>> Start Supplied records

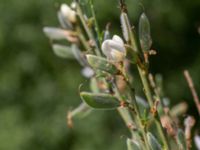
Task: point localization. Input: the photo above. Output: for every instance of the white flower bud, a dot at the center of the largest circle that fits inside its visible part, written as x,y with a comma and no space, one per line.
60,34
68,13
87,72
114,49
197,141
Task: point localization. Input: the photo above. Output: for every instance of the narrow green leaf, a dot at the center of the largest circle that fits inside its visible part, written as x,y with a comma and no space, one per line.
144,33
153,142
101,64
181,140
63,51
100,101
132,145
54,33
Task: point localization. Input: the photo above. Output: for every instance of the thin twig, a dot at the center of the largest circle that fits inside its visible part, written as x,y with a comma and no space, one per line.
192,88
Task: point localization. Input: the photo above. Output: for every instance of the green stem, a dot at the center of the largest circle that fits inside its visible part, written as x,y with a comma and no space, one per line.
95,22
147,91
88,31
143,75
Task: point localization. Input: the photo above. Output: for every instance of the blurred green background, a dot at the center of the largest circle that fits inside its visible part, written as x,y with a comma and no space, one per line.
37,88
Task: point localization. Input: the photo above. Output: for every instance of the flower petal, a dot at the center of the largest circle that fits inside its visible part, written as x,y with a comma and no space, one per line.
106,48
116,46
118,39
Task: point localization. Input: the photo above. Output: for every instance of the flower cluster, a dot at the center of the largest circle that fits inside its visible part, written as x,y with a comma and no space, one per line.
106,62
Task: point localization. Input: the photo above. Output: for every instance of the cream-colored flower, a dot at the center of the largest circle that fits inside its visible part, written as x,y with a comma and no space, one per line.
197,141
68,13
114,49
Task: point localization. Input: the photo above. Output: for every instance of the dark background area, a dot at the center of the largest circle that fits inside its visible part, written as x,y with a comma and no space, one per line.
37,88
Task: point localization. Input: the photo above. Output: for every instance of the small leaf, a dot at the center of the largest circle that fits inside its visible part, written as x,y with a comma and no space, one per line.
100,101
63,51
132,145
80,57
54,33
181,140
144,33
126,27
153,142
64,21
131,55
101,64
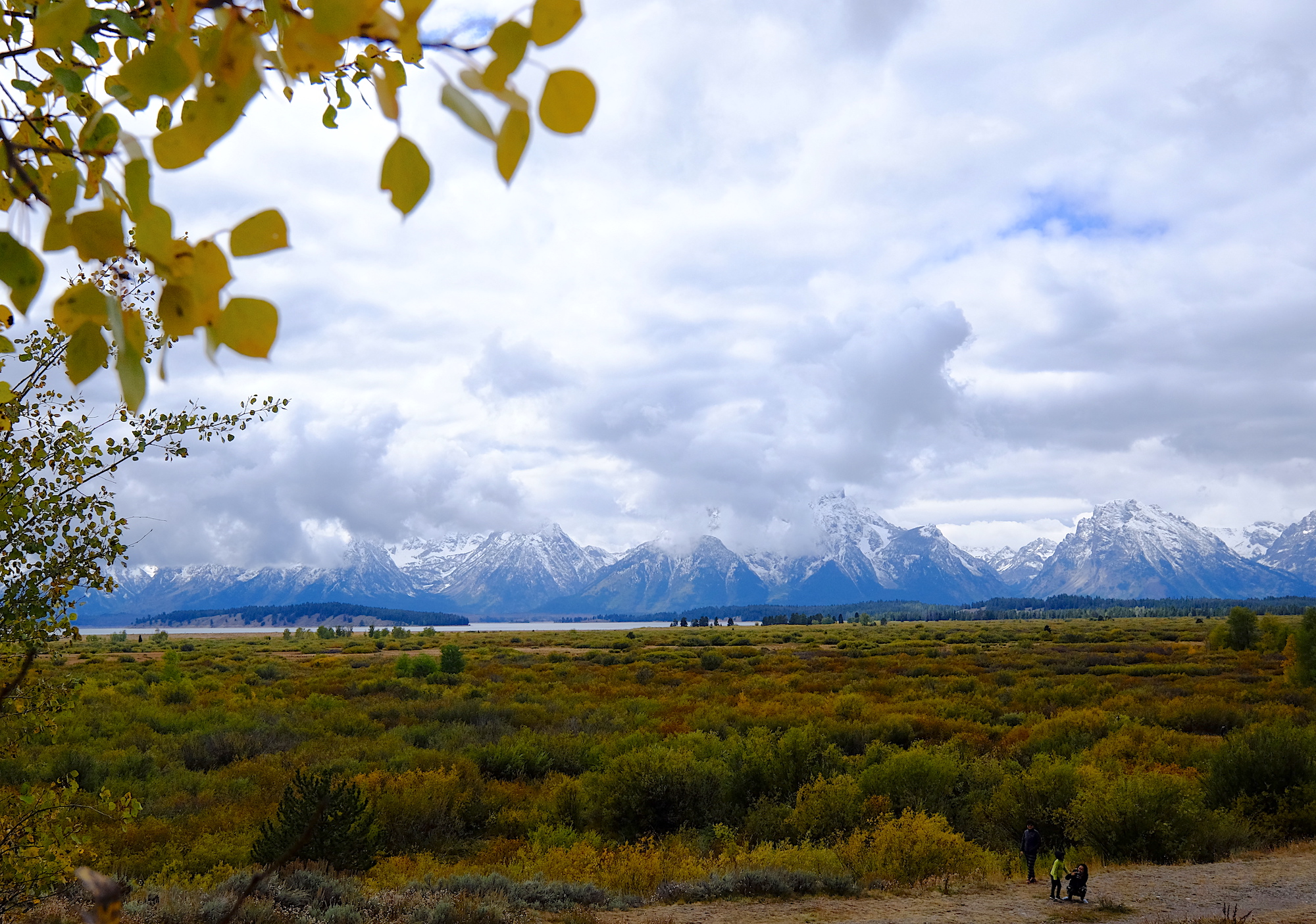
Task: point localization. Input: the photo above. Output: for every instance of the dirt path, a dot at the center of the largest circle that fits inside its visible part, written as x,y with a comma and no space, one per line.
1277,888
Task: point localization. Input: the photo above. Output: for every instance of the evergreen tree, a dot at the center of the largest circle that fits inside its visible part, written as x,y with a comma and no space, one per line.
344,836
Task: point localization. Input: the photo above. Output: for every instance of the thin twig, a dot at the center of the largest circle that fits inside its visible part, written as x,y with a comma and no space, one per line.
270,869
23,671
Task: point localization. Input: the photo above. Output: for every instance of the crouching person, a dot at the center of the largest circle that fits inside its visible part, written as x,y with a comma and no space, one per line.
1077,887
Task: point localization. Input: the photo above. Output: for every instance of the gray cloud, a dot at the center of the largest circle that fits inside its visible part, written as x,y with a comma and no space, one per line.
980,265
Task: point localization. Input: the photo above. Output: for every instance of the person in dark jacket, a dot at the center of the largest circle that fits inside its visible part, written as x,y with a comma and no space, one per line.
1077,887
1031,844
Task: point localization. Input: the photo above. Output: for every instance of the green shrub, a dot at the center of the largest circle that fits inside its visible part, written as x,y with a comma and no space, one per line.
655,790
336,815
1268,769
910,849
452,661
1243,628
921,779
1139,816
827,807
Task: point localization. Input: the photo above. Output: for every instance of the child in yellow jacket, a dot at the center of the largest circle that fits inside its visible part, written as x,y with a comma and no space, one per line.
1057,874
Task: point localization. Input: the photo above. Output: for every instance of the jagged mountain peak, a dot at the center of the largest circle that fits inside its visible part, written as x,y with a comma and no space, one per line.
1130,549
1252,541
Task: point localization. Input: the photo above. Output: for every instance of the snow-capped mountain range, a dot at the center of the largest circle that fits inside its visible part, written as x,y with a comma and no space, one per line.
1126,549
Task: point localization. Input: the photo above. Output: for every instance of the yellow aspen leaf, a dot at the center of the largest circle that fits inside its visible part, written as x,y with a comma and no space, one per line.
211,116
509,43
63,193
86,353
22,270
467,110
388,80
99,235
511,143
405,174
178,148
130,337
307,51
261,233
553,19
165,70
95,172
177,311
135,329
568,102
60,24
248,327
80,306
57,236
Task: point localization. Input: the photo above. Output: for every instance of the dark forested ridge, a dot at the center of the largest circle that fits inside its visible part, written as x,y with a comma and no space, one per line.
299,612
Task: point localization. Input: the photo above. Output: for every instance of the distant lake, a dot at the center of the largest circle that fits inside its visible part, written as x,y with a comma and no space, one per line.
278,629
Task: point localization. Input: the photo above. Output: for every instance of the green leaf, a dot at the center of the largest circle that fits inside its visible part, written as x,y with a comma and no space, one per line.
405,174
99,135
160,72
126,24
22,270
81,306
68,80
511,143
86,353
261,233
248,327
99,235
61,24
467,110
553,19
128,356
568,102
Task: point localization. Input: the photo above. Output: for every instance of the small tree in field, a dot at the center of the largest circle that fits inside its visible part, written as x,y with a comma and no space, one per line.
1243,628
330,819
61,536
452,661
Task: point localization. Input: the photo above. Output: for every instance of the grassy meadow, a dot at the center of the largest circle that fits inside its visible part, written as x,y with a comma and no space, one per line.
676,764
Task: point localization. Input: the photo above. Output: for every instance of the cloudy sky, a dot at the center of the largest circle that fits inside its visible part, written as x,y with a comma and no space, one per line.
982,265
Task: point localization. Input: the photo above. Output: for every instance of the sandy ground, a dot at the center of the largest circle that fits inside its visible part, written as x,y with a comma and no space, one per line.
1276,888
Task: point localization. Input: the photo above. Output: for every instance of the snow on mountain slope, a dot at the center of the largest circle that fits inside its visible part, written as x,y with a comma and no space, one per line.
1017,569
922,564
511,573
1250,541
368,575
655,578
1296,549
1127,549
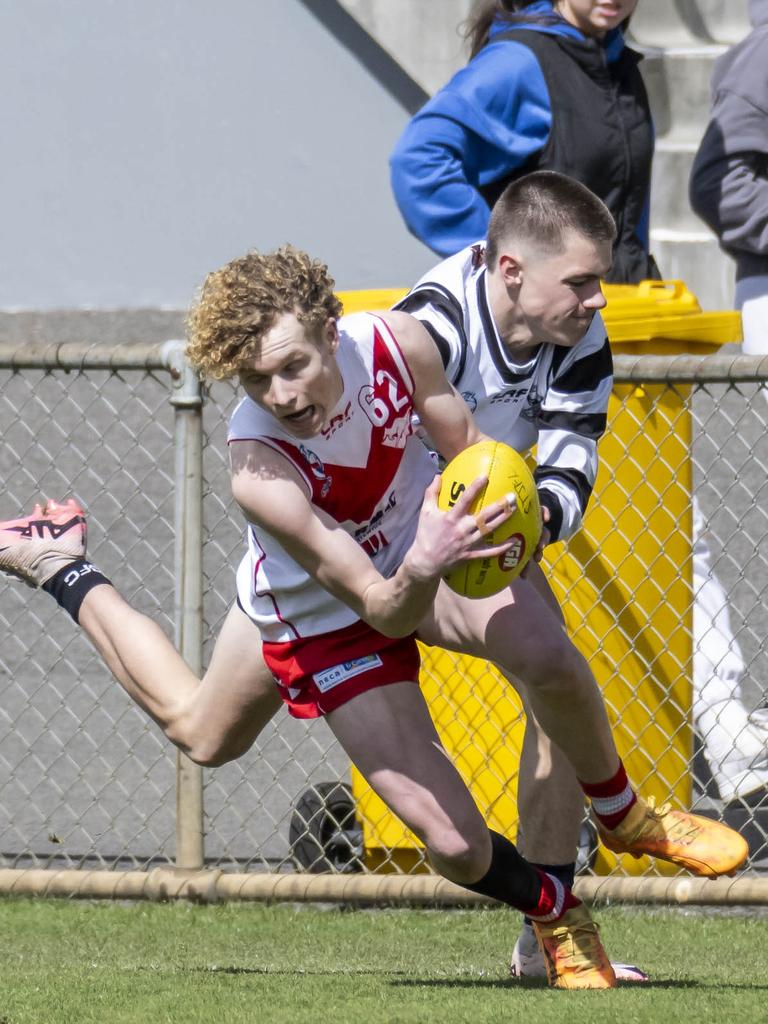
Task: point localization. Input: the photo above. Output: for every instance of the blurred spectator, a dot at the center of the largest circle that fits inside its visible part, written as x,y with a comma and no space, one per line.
552,85
729,192
729,180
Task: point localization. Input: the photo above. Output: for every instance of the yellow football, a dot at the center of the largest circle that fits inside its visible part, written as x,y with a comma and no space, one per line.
507,473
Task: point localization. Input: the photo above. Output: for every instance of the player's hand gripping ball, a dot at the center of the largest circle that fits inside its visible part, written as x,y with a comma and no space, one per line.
507,473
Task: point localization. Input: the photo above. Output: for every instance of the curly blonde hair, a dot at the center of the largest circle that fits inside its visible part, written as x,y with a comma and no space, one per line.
238,304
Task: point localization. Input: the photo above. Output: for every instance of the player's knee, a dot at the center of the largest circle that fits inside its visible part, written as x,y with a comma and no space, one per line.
205,749
461,853
560,670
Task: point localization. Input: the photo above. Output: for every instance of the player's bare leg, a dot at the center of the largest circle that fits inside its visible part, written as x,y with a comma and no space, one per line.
214,720
403,761
518,631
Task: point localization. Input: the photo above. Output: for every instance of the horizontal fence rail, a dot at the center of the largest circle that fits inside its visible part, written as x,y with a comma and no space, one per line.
94,800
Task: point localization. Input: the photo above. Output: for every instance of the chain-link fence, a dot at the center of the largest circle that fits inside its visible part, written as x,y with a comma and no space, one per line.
87,781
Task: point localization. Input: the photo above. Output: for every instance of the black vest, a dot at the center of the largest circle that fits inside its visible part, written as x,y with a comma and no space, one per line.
601,134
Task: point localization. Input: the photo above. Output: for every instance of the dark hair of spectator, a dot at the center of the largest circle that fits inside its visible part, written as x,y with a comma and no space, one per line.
540,209
477,26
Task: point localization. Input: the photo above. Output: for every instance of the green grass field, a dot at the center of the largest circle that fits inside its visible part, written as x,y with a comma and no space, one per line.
75,963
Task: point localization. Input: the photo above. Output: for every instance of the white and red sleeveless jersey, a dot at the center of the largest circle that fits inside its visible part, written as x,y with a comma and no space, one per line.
366,469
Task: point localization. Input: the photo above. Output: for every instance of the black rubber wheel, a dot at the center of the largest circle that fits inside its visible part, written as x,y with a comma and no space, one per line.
324,834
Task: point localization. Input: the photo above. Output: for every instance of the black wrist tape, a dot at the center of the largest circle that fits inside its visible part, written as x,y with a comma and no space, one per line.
510,879
71,584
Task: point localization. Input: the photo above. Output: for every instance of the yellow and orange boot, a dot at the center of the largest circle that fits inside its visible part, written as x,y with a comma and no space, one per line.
573,954
701,846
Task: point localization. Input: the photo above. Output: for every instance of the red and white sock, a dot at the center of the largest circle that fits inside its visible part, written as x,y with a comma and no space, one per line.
554,901
612,799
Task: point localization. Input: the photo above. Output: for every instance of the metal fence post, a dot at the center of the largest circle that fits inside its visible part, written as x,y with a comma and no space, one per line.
187,401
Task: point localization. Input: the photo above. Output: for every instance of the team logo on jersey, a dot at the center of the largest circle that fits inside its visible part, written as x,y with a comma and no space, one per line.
513,556
532,408
317,469
337,421
326,680
511,396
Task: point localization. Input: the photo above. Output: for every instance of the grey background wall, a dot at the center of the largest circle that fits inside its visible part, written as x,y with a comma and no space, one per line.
146,142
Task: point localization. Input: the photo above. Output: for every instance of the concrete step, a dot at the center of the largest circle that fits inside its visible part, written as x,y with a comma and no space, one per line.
672,166
695,258
678,84
689,23
424,37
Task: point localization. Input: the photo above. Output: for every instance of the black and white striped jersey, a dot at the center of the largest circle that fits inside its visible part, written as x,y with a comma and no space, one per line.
557,400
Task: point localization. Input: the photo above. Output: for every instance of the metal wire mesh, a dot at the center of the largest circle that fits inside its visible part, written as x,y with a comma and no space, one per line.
87,781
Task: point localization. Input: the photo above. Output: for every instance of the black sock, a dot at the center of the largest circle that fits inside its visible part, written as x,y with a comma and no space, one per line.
71,584
563,872
510,879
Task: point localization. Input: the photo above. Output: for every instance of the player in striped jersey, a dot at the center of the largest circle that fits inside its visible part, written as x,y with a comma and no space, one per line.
273,323
517,324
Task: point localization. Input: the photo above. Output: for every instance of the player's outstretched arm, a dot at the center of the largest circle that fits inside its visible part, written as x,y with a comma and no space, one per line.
443,414
273,497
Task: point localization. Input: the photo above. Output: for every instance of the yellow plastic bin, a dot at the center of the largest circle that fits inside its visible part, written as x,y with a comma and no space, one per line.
625,585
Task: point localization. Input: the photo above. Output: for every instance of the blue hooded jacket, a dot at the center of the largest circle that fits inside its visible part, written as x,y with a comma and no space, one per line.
491,119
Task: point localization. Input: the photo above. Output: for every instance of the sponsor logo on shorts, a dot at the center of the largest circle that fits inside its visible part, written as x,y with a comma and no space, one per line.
511,558
329,678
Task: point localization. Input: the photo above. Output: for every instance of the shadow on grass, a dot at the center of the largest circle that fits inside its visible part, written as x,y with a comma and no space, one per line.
403,979
627,986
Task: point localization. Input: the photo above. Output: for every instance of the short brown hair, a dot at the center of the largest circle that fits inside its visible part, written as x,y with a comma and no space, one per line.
541,208
238,304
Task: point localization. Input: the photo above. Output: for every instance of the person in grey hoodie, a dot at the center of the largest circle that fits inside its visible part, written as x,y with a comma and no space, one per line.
729,179
729,192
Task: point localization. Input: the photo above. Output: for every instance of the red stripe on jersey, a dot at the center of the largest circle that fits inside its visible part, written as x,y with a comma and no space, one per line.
352,493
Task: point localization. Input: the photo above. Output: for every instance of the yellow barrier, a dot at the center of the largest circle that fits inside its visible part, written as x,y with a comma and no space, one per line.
625,585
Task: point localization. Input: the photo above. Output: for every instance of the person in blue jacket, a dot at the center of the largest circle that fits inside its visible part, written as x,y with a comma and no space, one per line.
551,85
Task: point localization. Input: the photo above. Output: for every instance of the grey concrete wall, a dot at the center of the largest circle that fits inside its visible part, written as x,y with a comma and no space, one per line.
147,142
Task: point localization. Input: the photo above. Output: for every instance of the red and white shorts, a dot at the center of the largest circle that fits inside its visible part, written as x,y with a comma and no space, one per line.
315,675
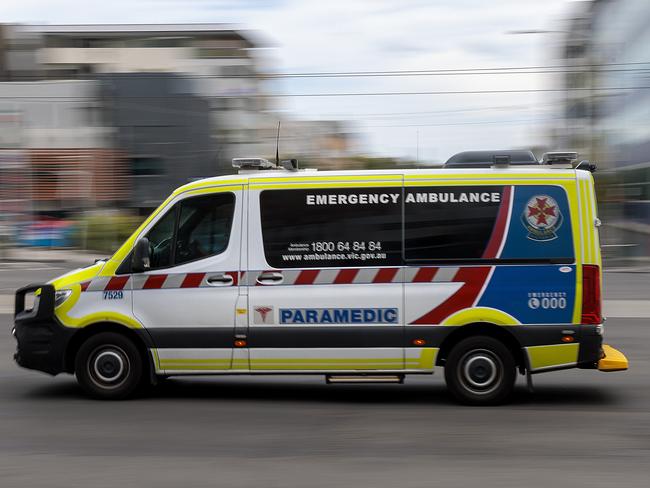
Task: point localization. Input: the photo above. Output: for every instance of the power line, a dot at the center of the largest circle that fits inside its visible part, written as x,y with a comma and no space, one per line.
500,70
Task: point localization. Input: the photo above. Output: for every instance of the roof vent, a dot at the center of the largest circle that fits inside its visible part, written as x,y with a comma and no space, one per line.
252,163
487,159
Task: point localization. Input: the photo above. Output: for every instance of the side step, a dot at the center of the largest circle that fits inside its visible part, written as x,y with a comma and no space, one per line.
364,378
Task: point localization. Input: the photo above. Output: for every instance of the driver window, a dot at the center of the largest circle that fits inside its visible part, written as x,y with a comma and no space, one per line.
204,226
200,227
160,238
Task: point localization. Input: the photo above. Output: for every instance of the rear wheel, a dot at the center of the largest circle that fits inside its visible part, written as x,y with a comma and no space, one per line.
109,366
480,371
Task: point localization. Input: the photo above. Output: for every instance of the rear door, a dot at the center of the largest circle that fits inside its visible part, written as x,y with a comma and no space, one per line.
325,278
493,252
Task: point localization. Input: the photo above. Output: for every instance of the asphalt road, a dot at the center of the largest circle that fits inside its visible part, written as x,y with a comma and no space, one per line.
580,428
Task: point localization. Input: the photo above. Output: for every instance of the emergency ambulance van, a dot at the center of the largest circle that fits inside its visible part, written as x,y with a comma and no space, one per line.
487,267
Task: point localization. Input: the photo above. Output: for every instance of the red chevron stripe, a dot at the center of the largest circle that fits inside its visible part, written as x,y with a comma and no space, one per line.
385,275
154,282
192,280
116,283
307,277
235,277
473,279
425,275
345,276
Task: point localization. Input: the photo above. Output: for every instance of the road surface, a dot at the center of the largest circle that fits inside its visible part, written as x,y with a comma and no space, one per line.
580,428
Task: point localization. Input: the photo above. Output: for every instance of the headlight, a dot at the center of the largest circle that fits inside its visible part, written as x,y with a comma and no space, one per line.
61,296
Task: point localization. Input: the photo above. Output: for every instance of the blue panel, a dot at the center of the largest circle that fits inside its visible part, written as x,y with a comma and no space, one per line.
536,294
540,224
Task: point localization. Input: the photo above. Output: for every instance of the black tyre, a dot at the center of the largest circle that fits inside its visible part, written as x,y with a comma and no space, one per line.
109,366
480,370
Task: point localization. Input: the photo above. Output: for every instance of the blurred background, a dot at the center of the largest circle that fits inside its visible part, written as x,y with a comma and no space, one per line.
105,107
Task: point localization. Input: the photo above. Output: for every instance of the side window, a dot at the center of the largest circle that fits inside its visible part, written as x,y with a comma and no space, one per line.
445,223
161,238
332,227
193,229
516,223
204,226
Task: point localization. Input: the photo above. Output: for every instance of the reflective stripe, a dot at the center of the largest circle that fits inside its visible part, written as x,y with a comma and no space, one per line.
329,276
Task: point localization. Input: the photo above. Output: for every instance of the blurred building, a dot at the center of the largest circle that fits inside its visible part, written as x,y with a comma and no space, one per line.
176,102
607,107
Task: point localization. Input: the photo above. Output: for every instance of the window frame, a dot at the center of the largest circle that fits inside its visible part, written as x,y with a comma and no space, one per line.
174,206
568,260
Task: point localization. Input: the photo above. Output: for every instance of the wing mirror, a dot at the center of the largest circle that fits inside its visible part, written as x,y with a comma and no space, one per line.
140,260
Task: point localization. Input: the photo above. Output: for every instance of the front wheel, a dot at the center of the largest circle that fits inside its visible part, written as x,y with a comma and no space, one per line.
109,366
480,371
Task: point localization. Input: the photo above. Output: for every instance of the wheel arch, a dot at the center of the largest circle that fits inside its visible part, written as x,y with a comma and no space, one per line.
498,332
141,340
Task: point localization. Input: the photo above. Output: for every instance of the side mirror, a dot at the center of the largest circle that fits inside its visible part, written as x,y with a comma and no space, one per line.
140,259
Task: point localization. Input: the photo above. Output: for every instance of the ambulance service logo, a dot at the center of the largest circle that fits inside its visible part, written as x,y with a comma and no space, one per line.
542,218
263,315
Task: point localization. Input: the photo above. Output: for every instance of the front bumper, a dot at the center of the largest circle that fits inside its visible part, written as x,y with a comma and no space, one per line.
612,359
42,340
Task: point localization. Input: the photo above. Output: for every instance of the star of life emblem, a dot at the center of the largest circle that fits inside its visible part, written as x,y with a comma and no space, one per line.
542,218
263,315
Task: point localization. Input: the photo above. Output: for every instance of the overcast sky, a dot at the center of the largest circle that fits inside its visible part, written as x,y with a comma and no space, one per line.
373,35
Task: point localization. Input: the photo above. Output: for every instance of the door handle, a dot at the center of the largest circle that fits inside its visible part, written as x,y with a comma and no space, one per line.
221,279
270,278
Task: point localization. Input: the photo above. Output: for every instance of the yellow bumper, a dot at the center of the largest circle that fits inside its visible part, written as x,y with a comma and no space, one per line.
612,360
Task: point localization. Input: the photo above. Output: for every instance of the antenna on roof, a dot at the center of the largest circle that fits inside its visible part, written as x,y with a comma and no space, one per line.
277,147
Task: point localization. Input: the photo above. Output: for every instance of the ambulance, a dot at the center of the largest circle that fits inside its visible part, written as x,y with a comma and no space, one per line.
488,267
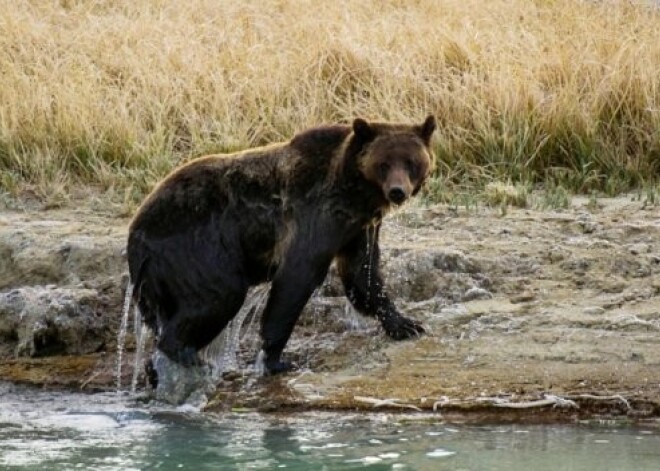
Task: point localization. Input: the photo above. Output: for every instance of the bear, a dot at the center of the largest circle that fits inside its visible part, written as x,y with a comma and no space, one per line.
281,213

>> End Supplied records

**Problem**.
Render the records as a two-column CSV with the headers record_text and answer, one row per record, putting each record's text and its answer in separate quoted fields with any line breaks replaced by spaces. Begin at the line that has "of the door", stop after the last of the records, and leave the pictures out.

**Exercise result**.
record_text,answer
"Task: point localization. Input: the photo above. Output: for every instance of the door handle, a dot at the center of the largest circle that fits inside its visible part, written as x,y with a comma and no space, one per line.","221,279 270,278"
"Task: point localization. Input: the photo above. Output: for every instance of the yellow bumper, a dot at the center of the largest circle that fits inside its visible part, written as x,y with a comma and no space, one per line.","612,360"
"Task: point localization. Input: the photo above. Output: for every instance of the antenna on roof, a dot at the center of the largest circle that fits inside its visible part, written as x,y with a comma and no space, one per line.","277,147"
"Task: point localization. Input: the photo above. Output: for every instance of the ambulance, a dot at the center of the largest circle that fits inside its visible part, written as x,y with a comma and no space, one per line.","488,267"
"Task: point localization. Input: the photo above. Output: for every instance of the bear, a dot at the center of the largest circle that fits inside its visible part, written as x,y with a comma and no space, one per line.","281,213"